THURSDAY, JULY 8th: Indian Hollow Reserve (Lorain County, Ohio) - No living adults are seen or heard. More dead branches are found lying all over the ground. There is a breeze and heavily damaged branches easily break off. There appears to be little hope for recovery for the smaller trees.

Sorrowful Mother Shrine (Seneca County, Ohio) - M. cassinii songs have greatly diminished but remain the dominate chorus. Solitary M. septendecim and M. septendecula are heard. There are very few living adults remaining.


FRIDAY, JULY 9th: Severe thunderstorms strike Northern Ohio with heavy rains and strong winds.


SATURDAY, JULY 10th: Flagging damage is observed all along the woodlands located off of State Route 99 in Huron County. Many dead, egg scarred branches are found lying alongside the road due to the storms the day before.

**DATA FOR ANALYSIS**
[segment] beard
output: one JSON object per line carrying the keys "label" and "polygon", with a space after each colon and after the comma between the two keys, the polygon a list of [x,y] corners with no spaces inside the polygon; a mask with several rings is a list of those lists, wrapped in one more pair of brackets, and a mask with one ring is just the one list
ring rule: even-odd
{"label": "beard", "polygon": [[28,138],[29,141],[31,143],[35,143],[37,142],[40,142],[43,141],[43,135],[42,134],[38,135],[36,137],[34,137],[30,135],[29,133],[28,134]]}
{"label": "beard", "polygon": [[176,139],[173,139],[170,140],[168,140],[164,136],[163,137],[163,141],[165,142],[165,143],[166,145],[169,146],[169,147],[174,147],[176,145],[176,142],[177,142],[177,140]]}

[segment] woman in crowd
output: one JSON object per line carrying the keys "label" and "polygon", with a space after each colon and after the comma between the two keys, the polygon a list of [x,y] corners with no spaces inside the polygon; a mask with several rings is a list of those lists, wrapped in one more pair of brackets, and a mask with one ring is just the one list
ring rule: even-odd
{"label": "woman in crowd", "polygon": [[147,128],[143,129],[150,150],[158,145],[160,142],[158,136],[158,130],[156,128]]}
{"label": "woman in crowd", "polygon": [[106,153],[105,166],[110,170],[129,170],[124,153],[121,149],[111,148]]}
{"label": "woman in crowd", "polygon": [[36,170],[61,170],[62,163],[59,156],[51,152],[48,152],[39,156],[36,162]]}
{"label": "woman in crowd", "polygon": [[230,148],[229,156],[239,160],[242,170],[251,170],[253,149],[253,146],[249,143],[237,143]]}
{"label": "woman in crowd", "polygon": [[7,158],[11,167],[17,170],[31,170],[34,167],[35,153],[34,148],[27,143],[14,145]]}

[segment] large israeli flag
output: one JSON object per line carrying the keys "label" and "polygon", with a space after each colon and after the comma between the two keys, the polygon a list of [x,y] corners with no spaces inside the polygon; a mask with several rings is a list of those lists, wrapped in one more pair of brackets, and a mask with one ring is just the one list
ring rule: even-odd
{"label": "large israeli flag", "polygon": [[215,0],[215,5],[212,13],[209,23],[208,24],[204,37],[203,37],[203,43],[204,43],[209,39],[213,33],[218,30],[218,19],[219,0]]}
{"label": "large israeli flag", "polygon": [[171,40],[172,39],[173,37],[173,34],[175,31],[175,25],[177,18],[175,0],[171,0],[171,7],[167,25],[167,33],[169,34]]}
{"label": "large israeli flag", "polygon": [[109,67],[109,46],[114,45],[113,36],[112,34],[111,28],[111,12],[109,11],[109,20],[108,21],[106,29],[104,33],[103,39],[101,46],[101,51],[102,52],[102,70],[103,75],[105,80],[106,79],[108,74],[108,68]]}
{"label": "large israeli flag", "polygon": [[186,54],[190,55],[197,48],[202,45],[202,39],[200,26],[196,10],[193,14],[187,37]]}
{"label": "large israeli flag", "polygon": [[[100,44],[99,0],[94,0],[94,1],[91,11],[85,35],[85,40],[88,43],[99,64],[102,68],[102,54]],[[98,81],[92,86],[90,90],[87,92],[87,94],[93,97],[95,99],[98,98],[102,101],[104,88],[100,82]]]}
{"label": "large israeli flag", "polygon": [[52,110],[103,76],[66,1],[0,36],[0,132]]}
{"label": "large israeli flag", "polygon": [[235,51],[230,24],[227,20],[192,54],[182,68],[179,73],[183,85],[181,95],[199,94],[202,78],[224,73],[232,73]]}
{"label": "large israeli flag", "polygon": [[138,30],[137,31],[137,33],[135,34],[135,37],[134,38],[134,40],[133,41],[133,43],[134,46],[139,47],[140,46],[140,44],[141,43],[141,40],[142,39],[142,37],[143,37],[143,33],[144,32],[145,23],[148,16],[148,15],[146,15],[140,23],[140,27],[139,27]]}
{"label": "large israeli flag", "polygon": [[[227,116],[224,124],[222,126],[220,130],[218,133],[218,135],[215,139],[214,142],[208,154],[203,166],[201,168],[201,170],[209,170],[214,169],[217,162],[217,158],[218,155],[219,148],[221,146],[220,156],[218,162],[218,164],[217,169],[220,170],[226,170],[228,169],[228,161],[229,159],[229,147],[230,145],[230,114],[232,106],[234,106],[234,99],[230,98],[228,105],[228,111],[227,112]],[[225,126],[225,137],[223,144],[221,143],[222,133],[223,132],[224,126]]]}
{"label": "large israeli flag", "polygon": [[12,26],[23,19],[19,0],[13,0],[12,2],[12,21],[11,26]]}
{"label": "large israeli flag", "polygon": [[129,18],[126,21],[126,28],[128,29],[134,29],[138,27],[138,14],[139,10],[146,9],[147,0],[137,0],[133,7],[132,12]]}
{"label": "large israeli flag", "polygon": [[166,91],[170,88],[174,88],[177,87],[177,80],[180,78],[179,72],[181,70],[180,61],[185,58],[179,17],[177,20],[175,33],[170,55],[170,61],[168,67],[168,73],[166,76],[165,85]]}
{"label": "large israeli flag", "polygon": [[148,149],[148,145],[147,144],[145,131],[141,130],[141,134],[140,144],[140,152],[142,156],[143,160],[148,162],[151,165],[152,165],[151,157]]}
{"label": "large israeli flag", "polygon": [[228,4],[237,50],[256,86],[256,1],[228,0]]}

**EXERCISE TASKS**
1. List every species that the dated field log, which comes before the rows, names by an abbreviated scientific name.
2. Carry on the dated field log that comes before the rows, picking up after its final sentence in the Saturday, July 10th entry.

**TASK-BY-TASK ANSWERS**
1.
M. cassinii
M. septendecim
M. septendecula

2.
SUNDAY, JULY 11th: Cool, 70 degree day (Fahrenheit).

Rocky River Reserve (Cuyahoga County, Ohio) - There is patchy areas of egg laying damage along the paved roadways. No living adults are seen or heard. Decaying bodies are found beneath the trees.

Brecksville Reservation (Cuyahoga County, Ohio) - Much flagging damage is observed. Again, no living adults are seen or heard. Piles of decaying bodies are also found here.


THURSDAY, JULY 15th: Sorrowful Mother Shrine (Seneca County, Ohio) - Warm, 80 degree (Fahrenheit) day. No living adults are seen or heard. No bodies are found on the trails. One dead adult is found clinging to the side of a tree trunk. Flagging damage is seen but not at the extreme levels found in the other areas I've noted. More branches have broken off and are found lying under the trees and along the trails. The Neotibicen choruses are growing stronger and have taken over. Neotibicen exuviae are becoming common. One type of cicada departs and another takes over.... The Brood V phenomenon has officially ended for Northern Ohio.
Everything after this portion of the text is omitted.